Count how many lines in the listing below contain the string "sandal", with uppercase and lowercase treated as different, and give only that number.

┏━━

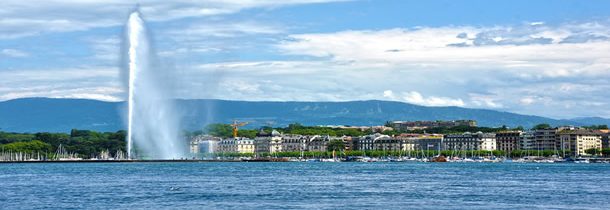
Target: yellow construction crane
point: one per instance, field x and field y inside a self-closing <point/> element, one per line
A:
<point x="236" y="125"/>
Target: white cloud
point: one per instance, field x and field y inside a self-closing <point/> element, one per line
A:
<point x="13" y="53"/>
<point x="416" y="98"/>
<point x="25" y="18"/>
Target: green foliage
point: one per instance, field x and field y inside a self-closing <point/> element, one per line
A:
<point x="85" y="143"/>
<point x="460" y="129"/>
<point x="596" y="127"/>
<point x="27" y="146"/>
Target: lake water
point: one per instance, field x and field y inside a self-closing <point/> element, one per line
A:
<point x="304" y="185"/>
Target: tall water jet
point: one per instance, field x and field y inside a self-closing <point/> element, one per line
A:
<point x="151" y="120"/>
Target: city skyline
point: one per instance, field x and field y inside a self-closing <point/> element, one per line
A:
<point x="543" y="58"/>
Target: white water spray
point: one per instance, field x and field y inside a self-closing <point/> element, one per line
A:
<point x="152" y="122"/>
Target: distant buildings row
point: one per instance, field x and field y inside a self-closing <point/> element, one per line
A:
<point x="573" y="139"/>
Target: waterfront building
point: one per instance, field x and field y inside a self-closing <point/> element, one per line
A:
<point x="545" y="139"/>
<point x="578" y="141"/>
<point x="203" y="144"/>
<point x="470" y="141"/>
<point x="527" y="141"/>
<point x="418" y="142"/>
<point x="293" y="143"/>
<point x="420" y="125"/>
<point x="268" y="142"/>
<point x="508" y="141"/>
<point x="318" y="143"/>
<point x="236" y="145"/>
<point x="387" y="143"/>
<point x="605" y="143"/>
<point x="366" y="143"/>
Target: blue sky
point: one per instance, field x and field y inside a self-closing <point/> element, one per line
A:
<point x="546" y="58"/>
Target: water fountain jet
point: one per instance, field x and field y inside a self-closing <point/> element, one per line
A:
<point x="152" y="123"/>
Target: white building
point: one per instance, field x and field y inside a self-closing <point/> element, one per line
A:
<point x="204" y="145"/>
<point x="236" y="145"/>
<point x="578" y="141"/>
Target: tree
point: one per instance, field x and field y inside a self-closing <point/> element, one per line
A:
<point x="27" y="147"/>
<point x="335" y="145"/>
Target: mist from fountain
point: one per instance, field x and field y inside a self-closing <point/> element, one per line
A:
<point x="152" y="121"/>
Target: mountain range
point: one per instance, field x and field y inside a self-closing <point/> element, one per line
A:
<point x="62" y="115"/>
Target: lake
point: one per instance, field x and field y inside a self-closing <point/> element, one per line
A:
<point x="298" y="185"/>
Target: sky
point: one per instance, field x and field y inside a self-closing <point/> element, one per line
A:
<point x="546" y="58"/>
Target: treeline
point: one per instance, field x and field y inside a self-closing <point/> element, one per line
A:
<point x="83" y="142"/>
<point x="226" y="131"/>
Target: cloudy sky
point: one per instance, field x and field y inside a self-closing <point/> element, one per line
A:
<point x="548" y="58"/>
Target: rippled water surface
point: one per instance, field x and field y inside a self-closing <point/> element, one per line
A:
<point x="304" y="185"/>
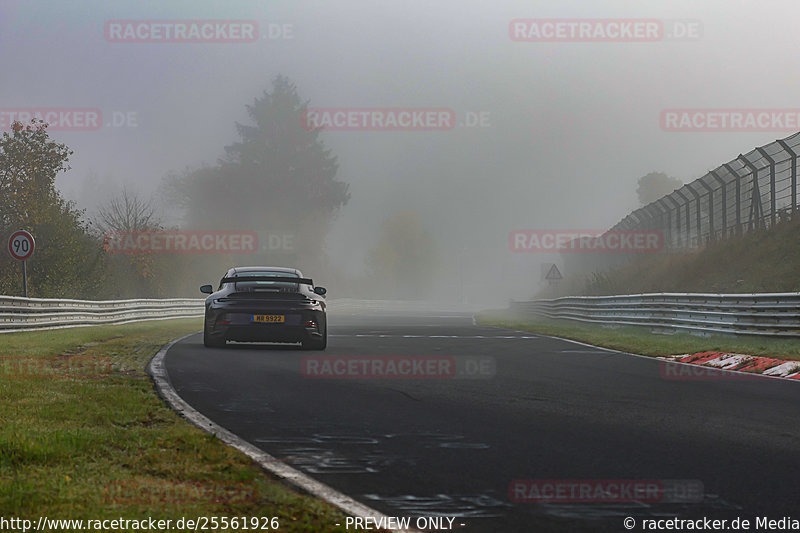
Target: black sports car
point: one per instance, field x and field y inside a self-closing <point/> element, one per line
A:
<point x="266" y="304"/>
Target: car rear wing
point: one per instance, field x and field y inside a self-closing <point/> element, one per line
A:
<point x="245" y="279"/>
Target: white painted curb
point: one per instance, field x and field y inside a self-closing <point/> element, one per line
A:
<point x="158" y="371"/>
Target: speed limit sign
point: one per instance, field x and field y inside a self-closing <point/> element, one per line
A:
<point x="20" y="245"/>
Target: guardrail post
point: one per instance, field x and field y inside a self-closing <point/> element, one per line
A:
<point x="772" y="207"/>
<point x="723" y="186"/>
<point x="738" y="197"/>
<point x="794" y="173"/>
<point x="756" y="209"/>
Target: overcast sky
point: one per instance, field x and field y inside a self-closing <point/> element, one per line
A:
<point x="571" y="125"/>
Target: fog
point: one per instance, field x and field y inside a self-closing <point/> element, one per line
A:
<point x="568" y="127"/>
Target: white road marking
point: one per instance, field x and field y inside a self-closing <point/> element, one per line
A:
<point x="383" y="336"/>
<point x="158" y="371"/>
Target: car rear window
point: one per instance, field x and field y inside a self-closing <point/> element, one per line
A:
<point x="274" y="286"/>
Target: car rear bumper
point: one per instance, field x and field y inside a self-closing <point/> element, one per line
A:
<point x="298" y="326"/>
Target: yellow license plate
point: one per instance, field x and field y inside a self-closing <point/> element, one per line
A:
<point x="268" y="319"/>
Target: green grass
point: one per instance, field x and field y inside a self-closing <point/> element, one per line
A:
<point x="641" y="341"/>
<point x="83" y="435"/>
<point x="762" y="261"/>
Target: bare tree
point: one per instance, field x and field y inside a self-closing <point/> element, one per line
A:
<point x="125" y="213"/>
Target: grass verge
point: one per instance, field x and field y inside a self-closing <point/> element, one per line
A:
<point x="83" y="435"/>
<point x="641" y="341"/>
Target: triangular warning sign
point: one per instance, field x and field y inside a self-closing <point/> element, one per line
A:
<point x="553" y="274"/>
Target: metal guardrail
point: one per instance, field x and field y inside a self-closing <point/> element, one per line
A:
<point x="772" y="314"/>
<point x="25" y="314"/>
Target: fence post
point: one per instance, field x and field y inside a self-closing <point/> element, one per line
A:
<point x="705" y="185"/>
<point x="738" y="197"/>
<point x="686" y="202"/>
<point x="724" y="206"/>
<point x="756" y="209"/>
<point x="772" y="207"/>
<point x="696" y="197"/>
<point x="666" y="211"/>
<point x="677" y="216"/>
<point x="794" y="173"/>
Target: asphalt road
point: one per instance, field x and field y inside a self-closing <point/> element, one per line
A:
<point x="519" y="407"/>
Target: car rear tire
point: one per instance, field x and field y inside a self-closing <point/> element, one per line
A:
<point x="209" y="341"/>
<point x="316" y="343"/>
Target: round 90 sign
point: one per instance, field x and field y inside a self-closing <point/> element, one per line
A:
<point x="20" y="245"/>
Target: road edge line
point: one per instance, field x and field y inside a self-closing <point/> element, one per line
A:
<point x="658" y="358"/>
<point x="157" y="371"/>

┗━━
┏━━

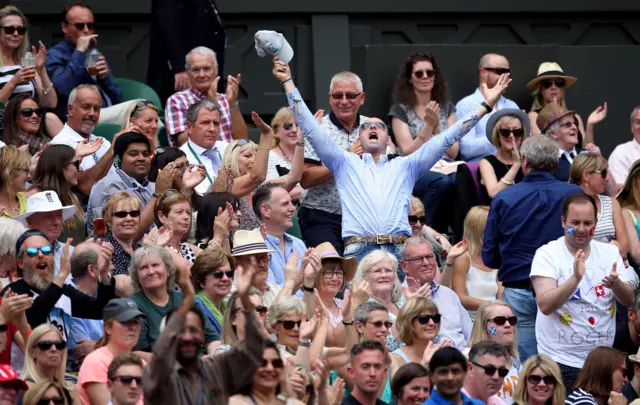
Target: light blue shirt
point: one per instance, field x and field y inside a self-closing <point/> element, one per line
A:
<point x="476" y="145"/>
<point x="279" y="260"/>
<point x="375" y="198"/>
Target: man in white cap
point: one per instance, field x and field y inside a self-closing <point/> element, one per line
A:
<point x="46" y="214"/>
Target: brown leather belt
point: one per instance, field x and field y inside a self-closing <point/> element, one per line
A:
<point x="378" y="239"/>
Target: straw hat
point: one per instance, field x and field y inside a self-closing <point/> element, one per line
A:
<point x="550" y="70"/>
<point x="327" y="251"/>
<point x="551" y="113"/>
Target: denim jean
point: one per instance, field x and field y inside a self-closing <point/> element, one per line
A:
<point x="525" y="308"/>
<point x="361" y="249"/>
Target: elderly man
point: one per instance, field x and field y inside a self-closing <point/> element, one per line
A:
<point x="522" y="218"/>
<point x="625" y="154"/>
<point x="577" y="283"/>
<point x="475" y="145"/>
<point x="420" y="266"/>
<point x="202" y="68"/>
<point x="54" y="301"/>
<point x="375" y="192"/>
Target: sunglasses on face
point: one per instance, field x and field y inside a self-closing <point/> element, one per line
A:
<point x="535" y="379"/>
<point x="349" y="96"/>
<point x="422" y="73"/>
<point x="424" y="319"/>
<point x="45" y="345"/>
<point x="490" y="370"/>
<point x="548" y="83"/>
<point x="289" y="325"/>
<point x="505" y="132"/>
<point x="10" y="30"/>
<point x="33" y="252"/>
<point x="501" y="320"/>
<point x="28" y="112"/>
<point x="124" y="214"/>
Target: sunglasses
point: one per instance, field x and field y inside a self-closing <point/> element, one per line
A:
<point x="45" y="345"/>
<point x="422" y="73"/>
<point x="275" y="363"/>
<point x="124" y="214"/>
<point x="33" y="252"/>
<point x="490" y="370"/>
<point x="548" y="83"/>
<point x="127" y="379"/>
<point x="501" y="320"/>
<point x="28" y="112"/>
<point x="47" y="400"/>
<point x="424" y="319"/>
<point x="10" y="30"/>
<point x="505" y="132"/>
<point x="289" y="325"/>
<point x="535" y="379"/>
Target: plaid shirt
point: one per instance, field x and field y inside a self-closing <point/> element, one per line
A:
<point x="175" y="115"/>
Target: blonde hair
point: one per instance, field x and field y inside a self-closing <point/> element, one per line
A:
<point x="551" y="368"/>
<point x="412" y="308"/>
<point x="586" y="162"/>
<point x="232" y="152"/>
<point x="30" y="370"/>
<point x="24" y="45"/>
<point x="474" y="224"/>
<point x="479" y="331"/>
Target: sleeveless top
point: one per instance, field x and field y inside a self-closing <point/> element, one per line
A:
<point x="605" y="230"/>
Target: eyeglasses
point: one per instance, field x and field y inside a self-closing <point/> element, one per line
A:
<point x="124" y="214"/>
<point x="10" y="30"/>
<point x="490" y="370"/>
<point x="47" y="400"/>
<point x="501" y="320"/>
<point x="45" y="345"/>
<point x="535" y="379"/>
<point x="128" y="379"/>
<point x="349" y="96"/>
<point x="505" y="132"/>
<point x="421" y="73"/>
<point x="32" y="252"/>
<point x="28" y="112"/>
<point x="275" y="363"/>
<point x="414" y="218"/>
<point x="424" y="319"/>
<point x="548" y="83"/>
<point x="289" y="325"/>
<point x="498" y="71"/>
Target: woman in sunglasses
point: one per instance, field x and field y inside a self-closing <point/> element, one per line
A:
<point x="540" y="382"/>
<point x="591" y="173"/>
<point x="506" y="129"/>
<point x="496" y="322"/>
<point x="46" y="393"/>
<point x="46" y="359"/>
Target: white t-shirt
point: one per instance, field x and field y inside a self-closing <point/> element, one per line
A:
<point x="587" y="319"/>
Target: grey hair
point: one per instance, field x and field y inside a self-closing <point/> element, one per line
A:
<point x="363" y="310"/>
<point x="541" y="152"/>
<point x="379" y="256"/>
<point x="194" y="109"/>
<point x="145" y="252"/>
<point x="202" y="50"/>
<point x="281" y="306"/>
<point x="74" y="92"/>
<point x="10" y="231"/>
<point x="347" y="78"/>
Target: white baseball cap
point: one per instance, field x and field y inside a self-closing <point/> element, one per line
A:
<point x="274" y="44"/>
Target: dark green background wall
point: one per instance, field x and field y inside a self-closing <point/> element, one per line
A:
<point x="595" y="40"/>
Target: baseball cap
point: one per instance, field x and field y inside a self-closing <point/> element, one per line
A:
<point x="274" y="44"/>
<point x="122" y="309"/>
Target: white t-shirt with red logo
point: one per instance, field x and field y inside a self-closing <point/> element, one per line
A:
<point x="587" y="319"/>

┗━━
┏━━

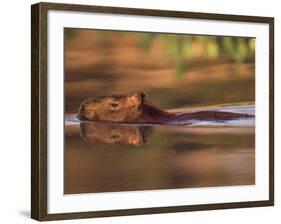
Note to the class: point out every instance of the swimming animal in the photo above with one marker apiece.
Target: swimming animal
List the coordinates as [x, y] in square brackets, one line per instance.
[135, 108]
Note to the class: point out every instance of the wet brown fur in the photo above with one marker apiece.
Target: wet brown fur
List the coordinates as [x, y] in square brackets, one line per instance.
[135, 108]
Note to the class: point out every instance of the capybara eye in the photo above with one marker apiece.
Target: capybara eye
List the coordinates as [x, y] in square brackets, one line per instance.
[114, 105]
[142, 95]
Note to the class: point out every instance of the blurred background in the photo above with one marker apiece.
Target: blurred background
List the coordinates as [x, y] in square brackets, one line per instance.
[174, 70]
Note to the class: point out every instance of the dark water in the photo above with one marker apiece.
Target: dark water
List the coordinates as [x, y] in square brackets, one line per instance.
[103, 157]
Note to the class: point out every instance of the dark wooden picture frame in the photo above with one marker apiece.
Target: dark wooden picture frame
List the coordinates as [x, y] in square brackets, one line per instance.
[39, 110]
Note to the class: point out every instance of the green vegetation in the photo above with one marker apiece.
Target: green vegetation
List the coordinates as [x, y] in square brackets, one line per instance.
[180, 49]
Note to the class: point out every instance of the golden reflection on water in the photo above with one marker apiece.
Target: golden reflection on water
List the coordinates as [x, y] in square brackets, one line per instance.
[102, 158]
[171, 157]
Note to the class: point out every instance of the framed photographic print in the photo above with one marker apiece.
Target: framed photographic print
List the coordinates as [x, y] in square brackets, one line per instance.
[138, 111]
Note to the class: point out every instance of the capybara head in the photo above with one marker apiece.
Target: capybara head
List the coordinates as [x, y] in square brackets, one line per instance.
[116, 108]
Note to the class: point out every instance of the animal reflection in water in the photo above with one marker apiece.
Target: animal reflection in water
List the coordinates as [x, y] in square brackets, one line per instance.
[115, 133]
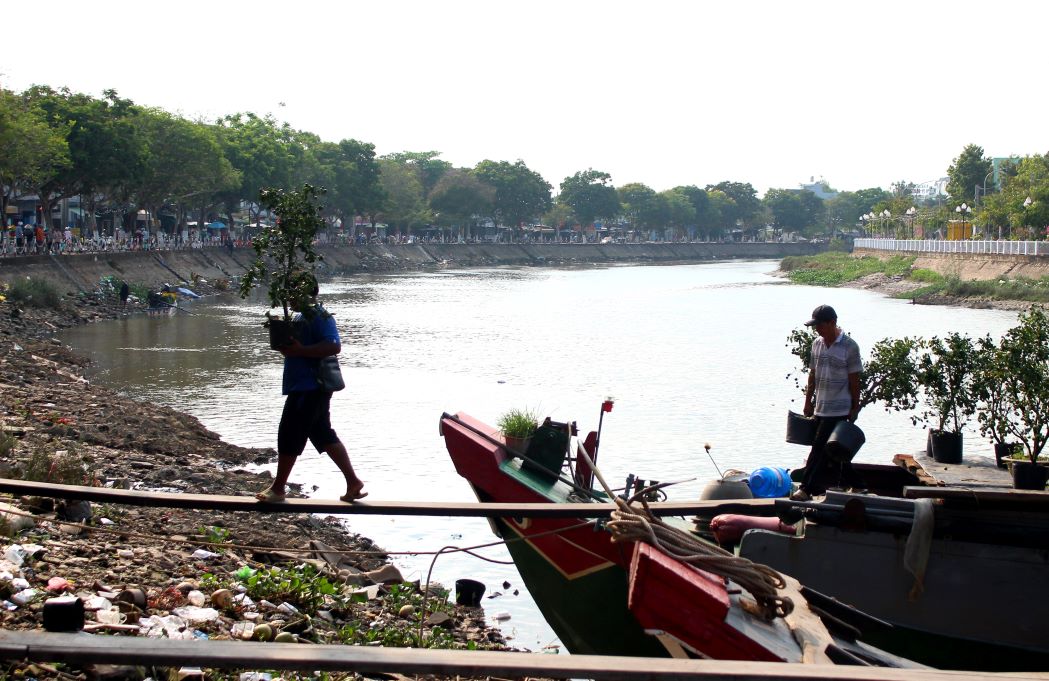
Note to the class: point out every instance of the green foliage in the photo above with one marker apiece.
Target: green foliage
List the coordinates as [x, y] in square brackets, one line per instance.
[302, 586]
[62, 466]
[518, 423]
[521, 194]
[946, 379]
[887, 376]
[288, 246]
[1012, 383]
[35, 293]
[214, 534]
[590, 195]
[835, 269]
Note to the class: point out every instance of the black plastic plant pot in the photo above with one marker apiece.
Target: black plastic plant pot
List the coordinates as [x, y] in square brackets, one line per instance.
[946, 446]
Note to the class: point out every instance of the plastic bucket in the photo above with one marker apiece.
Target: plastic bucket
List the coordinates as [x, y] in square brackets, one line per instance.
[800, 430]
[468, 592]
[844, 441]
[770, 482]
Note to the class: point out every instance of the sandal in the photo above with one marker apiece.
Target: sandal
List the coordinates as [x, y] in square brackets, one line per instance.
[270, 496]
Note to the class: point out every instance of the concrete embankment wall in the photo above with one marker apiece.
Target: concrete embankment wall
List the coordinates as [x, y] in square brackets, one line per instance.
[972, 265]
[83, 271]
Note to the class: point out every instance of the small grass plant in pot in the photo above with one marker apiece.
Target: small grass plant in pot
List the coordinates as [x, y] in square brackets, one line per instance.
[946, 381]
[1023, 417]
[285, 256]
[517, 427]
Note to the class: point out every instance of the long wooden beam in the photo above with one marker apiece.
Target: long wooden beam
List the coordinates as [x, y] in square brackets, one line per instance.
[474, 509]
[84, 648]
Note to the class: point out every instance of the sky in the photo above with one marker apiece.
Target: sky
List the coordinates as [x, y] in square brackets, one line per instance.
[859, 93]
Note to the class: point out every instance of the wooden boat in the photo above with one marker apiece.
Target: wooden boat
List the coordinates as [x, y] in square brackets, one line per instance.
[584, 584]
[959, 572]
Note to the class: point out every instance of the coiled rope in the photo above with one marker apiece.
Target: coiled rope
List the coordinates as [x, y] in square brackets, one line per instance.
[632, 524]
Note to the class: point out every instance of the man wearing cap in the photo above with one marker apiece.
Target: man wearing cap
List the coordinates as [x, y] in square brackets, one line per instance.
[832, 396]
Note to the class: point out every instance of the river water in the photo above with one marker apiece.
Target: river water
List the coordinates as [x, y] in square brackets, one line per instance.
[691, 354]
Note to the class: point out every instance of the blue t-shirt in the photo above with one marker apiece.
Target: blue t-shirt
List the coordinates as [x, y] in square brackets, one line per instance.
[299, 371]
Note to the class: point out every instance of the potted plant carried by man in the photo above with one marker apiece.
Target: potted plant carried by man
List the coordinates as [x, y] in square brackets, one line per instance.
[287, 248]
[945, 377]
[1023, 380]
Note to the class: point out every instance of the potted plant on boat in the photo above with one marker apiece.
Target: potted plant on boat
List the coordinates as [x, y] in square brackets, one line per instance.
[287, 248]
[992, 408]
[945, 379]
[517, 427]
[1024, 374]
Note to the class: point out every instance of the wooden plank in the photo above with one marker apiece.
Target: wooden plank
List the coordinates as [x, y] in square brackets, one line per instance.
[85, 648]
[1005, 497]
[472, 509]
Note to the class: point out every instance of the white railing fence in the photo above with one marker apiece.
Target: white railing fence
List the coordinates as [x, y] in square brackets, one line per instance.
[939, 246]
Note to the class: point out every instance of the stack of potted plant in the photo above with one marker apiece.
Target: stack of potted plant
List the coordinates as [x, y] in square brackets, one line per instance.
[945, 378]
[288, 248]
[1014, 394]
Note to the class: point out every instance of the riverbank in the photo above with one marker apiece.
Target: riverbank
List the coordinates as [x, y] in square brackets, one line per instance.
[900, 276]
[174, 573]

┗━━

| Complete answer |
2